» Instructions for the task
List each line in the rows below that contains the word "opening". Copy every such line in full.
[START OF Material to process]
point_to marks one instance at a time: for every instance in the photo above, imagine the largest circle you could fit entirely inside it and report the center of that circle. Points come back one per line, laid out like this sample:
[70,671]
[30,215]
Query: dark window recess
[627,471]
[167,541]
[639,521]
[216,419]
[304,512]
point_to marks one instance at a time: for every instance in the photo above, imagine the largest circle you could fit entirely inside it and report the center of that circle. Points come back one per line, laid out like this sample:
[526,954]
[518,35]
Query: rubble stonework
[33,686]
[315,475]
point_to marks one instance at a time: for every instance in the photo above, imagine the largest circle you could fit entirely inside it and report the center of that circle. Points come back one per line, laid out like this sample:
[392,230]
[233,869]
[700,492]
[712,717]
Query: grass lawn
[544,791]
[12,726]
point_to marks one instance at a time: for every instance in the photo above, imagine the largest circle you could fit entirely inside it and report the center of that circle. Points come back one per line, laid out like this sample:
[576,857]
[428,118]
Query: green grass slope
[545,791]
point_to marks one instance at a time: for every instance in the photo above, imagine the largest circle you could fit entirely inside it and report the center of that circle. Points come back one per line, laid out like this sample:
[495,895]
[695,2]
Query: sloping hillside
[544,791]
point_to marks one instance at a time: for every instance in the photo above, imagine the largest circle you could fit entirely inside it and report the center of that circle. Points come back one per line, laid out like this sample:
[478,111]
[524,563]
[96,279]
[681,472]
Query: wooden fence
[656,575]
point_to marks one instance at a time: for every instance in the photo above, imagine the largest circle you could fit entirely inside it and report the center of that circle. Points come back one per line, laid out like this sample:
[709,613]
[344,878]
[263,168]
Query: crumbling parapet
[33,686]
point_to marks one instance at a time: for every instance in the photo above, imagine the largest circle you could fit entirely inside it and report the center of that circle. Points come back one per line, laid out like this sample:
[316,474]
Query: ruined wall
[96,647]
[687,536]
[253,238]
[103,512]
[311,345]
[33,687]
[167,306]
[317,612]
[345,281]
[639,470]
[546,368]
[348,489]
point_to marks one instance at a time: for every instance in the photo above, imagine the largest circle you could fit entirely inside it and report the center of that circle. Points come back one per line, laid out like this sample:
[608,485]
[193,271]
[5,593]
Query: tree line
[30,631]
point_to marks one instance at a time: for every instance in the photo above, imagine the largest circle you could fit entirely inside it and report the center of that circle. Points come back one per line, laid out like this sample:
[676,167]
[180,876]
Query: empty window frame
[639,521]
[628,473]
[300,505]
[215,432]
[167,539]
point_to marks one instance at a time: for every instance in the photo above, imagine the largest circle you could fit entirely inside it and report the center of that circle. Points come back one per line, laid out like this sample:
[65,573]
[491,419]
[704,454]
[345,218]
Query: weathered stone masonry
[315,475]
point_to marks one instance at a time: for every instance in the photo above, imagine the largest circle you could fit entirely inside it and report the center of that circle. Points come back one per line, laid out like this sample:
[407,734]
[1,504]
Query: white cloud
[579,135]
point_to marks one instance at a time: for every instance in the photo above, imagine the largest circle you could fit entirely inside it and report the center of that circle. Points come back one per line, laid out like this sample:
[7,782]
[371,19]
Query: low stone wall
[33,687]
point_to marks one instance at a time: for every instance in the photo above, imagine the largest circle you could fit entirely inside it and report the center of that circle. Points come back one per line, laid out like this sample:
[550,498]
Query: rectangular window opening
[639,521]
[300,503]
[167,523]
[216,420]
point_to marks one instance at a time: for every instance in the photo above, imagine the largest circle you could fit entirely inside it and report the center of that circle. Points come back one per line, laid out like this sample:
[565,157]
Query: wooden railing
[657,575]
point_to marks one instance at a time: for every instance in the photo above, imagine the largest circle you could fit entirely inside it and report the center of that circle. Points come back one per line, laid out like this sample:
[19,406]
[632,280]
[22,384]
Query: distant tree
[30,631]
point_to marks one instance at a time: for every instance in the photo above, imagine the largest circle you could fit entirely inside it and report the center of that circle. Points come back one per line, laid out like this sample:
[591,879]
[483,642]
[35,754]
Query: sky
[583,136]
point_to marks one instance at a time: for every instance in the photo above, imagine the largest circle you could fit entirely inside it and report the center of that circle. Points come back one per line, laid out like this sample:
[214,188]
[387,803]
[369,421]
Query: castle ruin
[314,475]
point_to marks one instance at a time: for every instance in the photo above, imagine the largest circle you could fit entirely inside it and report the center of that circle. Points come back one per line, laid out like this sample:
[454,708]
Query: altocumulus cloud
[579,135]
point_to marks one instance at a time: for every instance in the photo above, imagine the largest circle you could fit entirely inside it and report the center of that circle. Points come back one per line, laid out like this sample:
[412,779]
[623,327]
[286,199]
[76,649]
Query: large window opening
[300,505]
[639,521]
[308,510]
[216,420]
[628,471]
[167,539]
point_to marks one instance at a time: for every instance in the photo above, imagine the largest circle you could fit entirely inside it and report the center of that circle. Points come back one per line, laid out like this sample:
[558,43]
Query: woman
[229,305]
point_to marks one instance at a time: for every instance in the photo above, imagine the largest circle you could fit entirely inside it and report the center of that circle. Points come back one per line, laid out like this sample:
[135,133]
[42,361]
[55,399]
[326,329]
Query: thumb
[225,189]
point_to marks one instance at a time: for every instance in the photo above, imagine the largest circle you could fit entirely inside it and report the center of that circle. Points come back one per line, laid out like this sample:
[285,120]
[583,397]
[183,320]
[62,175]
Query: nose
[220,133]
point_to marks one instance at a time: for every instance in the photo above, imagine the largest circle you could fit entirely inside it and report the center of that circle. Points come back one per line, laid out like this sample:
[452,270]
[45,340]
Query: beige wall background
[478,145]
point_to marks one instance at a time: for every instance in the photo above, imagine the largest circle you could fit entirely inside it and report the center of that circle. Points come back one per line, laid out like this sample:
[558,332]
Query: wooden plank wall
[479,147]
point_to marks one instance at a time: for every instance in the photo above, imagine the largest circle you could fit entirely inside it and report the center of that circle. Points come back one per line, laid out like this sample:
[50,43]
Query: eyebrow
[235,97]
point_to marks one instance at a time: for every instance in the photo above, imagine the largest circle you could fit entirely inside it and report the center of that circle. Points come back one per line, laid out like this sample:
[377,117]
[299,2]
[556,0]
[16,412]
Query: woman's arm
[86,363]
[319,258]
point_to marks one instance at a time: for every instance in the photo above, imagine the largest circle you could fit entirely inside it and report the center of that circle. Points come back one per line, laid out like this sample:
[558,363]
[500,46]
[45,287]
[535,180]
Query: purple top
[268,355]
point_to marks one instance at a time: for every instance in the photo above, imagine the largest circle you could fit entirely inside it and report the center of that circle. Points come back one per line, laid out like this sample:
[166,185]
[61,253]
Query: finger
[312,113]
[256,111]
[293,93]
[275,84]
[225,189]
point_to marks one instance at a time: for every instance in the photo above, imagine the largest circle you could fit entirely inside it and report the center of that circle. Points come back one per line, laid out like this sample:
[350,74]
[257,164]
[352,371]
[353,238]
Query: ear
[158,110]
[END OF Material to process]
» Result of the exercise
Query: rectangular window opening
Query: large window opening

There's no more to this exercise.